THE PROBLEM: When you write out the listing, keep every character and omit the pictures.

DATA RECORDS:
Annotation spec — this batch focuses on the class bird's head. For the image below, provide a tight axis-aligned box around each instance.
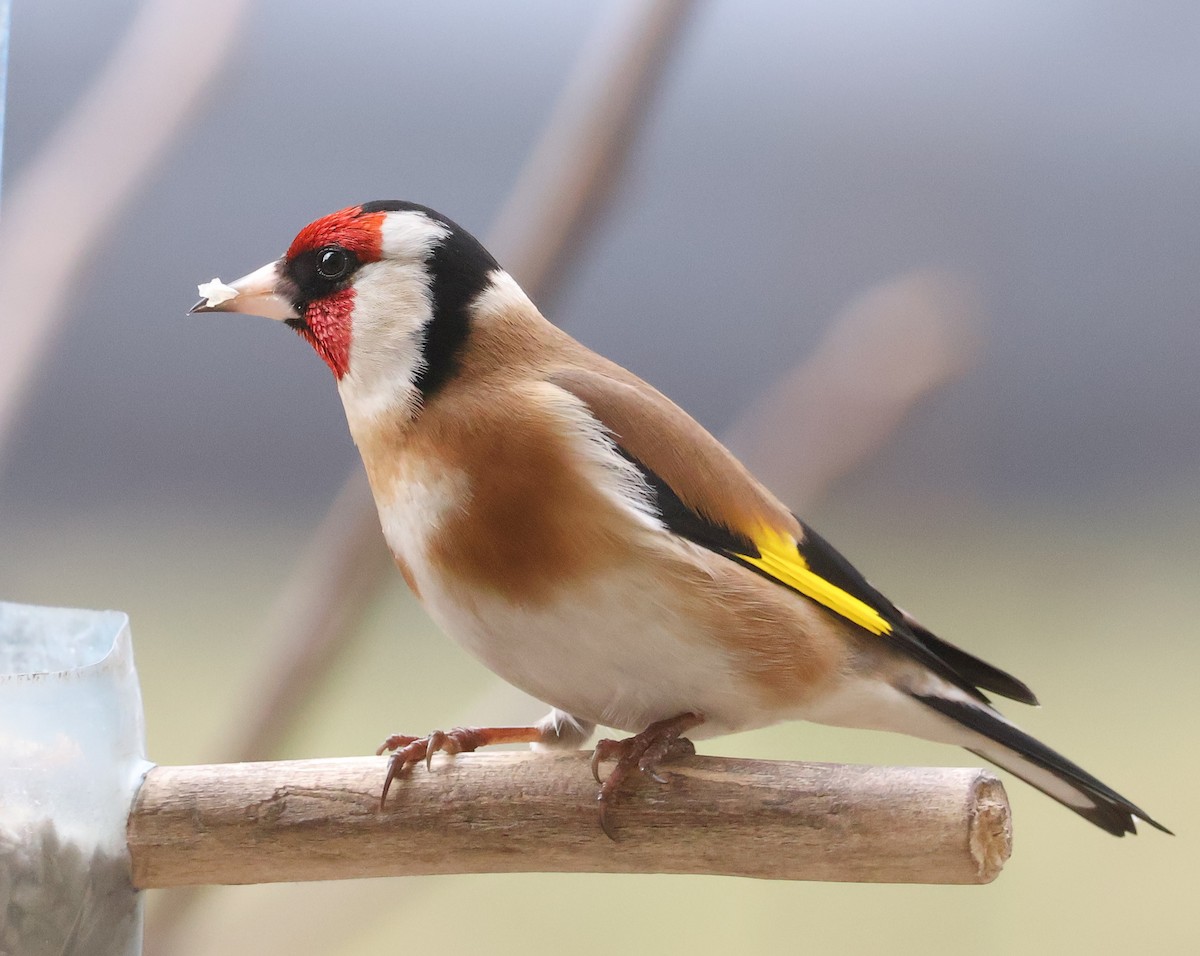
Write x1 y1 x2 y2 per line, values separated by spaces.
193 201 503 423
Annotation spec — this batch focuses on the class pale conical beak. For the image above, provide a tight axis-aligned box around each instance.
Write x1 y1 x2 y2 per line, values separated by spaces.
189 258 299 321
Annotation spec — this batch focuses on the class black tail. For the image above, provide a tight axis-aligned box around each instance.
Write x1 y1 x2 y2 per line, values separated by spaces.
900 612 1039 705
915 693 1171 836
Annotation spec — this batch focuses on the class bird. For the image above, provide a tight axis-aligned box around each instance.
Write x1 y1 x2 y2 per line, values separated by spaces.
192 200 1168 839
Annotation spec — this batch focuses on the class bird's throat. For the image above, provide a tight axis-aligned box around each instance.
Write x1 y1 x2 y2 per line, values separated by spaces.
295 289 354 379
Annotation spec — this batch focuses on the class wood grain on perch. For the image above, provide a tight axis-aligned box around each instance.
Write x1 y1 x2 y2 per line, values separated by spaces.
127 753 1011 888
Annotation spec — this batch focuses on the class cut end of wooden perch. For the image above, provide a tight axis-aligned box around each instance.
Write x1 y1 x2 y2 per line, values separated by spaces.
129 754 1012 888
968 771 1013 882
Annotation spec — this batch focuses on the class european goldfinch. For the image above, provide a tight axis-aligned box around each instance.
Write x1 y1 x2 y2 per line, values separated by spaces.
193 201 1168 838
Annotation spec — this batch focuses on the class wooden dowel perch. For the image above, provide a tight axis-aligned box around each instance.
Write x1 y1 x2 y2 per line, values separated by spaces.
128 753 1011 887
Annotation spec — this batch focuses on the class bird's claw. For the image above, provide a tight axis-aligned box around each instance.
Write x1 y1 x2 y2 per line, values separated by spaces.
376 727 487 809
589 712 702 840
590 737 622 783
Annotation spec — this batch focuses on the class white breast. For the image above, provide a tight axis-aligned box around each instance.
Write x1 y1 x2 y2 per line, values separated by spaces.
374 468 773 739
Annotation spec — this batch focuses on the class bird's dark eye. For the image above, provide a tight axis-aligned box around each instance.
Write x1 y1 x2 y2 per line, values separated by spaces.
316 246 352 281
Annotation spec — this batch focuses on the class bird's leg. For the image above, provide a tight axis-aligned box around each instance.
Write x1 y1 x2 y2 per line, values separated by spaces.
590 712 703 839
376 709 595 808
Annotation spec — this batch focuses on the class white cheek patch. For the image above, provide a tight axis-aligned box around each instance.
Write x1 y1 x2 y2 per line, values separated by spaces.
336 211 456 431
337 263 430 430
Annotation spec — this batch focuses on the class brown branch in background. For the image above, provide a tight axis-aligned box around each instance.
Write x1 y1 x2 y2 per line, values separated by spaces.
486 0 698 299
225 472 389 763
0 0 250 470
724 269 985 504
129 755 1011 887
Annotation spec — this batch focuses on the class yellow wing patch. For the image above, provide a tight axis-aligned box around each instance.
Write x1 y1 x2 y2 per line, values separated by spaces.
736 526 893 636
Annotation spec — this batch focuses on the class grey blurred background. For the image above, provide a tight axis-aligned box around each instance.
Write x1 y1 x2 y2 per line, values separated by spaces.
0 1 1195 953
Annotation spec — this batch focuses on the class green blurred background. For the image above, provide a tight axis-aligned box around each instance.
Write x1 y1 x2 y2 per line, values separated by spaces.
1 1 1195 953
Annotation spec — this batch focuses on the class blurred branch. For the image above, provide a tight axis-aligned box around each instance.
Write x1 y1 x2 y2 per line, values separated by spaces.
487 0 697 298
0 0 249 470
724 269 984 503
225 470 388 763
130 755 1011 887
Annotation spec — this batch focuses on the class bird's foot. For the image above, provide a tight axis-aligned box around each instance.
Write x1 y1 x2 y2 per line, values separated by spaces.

SOLUTION TO THIS TASK:
Annotation spec — this batch focuses on the class bird's head. For the image below, provide a tight axis-aligned box around each instance.
Write x1 y1 x2 y2 per line, values separated by spaces.
193 201 503 423
Annotation spec — this batch focuses on the class pale conical beak. For the image above, provide a tight axis-aligned box around each instance.
Write x1 y1 x2 y2 per line, values separated by spaces.
189 258 299 321
Annotation spec — this batch focuses on the class black tail. For the image above, provide a tight axis-aligned box around each instance.
Write x1 y1 x2 y2 per line, values separated by spaces.
900 612 1039 705
915 693 1171 836
Annotation spec — this batch focuses on the class bird. For the image above, provide a tight axis-aligned box around each instance.
Write x1 y1 x2 y2 per line, values separated by spaces.
192 200 1168 839
Annotation spec — this batch focuses on the class bird's throat. For the image above, provide a tight axis-aligned box around each instance.
Write x1 y1 x2 y2 per line, values separated by spaces.
295 289 354 379
Annotation spec — this batch focuses on the class wood grain on perch. For the image above, provide a tight axis-aligned box around each instance.
Write x1 y1 x2 y2 per line, values separated by spaces.
127 753 1011 888
Annotation spec — this batch focuses on the class cut end of wooden perch. For the image above, provide a tight axis-aligned box around each instance.
Write x1 y1 x2 y2 per line, values separated by spaces.
129 754 1012 888
968 771 1013 882
Annotation spec — this batch focuses on the class european goldfinch. For the image above, provide a tight axis-aligned box around each instance.
Write x1 y1 x2 y2 per line, values separated by spaces.
193 201 1168 838
Annotation spec — this batch focuses on the class wooden dowel perch. For the image above, provide a tight axis-aligned box around each instance.
Write x1 y1 x2 y2 per line, values separated by spaces.
128 753 1011 887
Annotation spec — this batch focuses on the class bird's claw. For the image above, provide a tight axis-aligned box around each instance.
Write x1 y1 x2 y2 per line, values separated by spaces.
376 727 487 809
589 712 702 840
590 737 622 783
Annotation spec — this batch focuses on the class white breast. For the image above, provide a tight axis-aligned box around each instance.
Write x1 y1 x2 y2 per line, values separated by spaces.
374 468 773 739
Annotation spec — this batch focuses on the class bird's dark eye. For the image above, provide a tight axis-aligned box around each instance.
Write x1 y1 x2 y2 per line, values separated by spaces.
316 246 352 281
Annotation spec — this batch focuses on the class bird's leg. For the image above, provide a tight axis-aligned box around each instance.
Write x1 y1 x2 y2 per line, values separated by spaces.
590 712 703 839
376 709 595 808
Annotation spec — this batch focuses on the class white cheek patch. For the image above, provide a tight axis-aligned box around each instance.
Write x1 y1 x2 y2 per line, values separated by spaces.
336 211 456 431
337 263 430 430
Annotation spec — this batch focuses on the class brown branch in background. For the image above, provide a tight axis-aligned box around each instance.
Write x1 y1 x2 y2 per line, values separated by spaces.
486 0 698 299
225 472 389 763
0 0 250 470
724 269 985 504
129 755 1011 887
Annotation spec — this batch focuses on the class yellow wing patch. For the image above, provide a tight axis-aligned box around each instance.
Write x1 y1 x2 y2 per line, values separated by spaces.
736 526 893 636
Annotation spec — this batch focuses on the class grey blurred background. For the image above, provide a tight axis-aligned box around each instance.
Write x1 y1 x2 y2 per line, values separated by spaces.
0 1 1195 953
Annotation spec — this batch focuses on the class green blurred background. For the image above, provide a tight axis-aligned box around each instance.
Write x1 y1 x2 y2 per line, values separated by spaces.
1 1 1195 953
Annotation spec — this batch focuses on the class blurred branch. For the image above, provide a tight axis-aligned box around each instance.
Write x1 y1 x2 y2 per line, values separated by spaces.
487 0 697 298
0 0 249 470
724 269 984 503
225 470 388 763
130 755 1011 887
Annotation spec — this batch focuses on the class bird's foot. For the image above, provide a tight axis-aligned box around each instance.
Write x1 y1 x2 y2 per line, values separated by spaces.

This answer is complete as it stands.